▸ **Documento de origem**
━━━━━━━━
Vista Verde: do sonho americano à realidade urbana brasileira

O texto abaixo é uma recordação do professor de história e geografia Vinícius Beire, e a publicação é ilustrada por diversas imagens que remetem aos períodos citados. Vinícius é o novo colaborador do São José dos Campos Antigamente.

Meus pais chegaram à São José dos Campos em 1978, recém casados, procurando a qualidade de vida que o interior de São Paulo oferecia. Os dois eram funcionários do Banco do Brasil, e não hesitaram em pedir transferência. Mal conheciam a cidade, e logo se apaixonaram. Moraram primeiro na Vila Adyanna, num dos novos edifícios construídos na região, mas decidiram financiar uma casa própria. Foi quando a Vista Verde apareceu na vida da família.

São José era uma cidade relativamente tranquila no final dos anos 1970, mesmo no subúrbio. Um novo bairro foi criado entre a futura Refinaria Henrique Lage (REVAP) e a Rodovia Presidente Dutra, planejado de uma forma distinta. A empresa IBECASA, ligada ao Grupo Rockefeller, organizou o loteamento, baseado nos bairros norte-americanos: áreas verdes, sem muros e grades.

Residência de Silvio Russomanno em 1977

Os dois se mudaram para a Vista Verde em setembro de 1980, e eu nasci dois meses depois. Era uma casa simples, com jardim na frente e um quintal gramado. Nem todos respeitavam seu urbanismo, e muros já eram erguidos na vizinhança. Meus pais ainda insistiram, mas logo também construíram os nossos. 

Apesar da vida tranquila daquela época, já existiam ladrões de residência por lá, como também de veículos. Roubaram nosso toca-fitas, levando junto uma fita cassete, com gravações em que eu cantava músicas infantis. Grande perda.
━━━━━━━━
▸ **Bloco de dados**
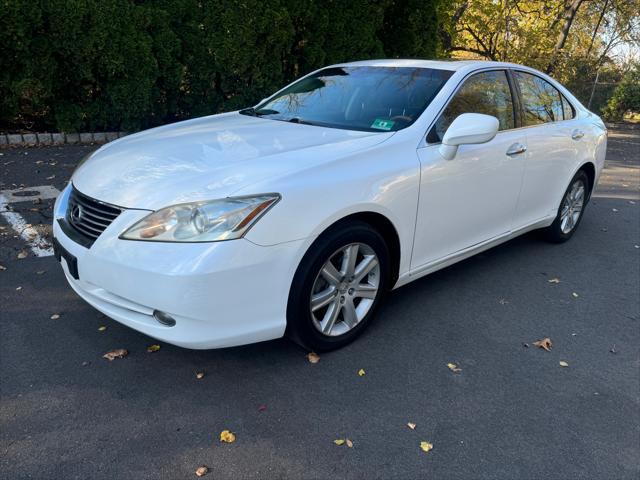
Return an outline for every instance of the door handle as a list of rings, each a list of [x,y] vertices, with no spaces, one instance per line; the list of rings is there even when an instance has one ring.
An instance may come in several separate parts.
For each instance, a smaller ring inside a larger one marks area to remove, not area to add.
━━━━━━━━
▸ **Problemas a resolver**
1) Redigite, sem nenhuma alteração, o trecho do relato sobre a Vista Verde que começa em "O texto abaixo" e termina em "dos Campos Antigamente.".
2) Dê continuidade ao relato sobre a Vista Verde, escrevendo a partir da última frase apresentada.

▸ **Lista de respostas**
1)
O texto abaixo é uma recordação do professor de história e geografia Vinícius Beire, e a publicação é ilustrada por diversas imagens que remetem aos períodos citados. Vinícius é o novo colaborador do São José dos Campos Antigamente.

2)
O clima da cidade era mais frio há quarenta anos. Como ainda era uma região livre das ilhas de calor, a temperatura era ainda mais baixa no inverno. A grama amanhecia com gelo, assim como o parabrisa do fusquinha. Oriundos do Rio de Janeiro e Brasília, os dois passaram muito frio. Em diversas fotos de bebê, estou usando gorros e muitas mantas.

Logo minha bisavó foi morar conosco e se encantou com o terreno. Sufocada pela selva de pedra que já havia se tornado o Rio de Janeiro, fez questão de voltar no tempo, criando galinhas no quintal. Rejuvenesceu, mas quando voltou a morar em Brasília, não demorou muito a falecer.

Arquivo Público do Município

Lembro-me pouco do visual mais norte-americano, porque rapidamente os muros e grades já haviam se espalhado. Mesmo assim, recordo-me bem das diversas áreas verdes, das passarelas nos meios dos quarteirões, e das ruas que não eram de asfalto, e sim de concreto, como nos residenciais dos Estados Unidos. 

Os nomes das ruas eram bem curiosos, todas com referência aos países e cidades do continente americano. Rua Argentina, rua México, com exceção da rua Santa Fé, que era o nome da fazenda que existia antes do loteamento. Era a rua do centro comercial, que dobrava numa ladeira e chegava à sede da SAVIVER (Sociedade dos Amigos de Bairro da Sociedade Vista Verde) e ao pequeno clube do bairro.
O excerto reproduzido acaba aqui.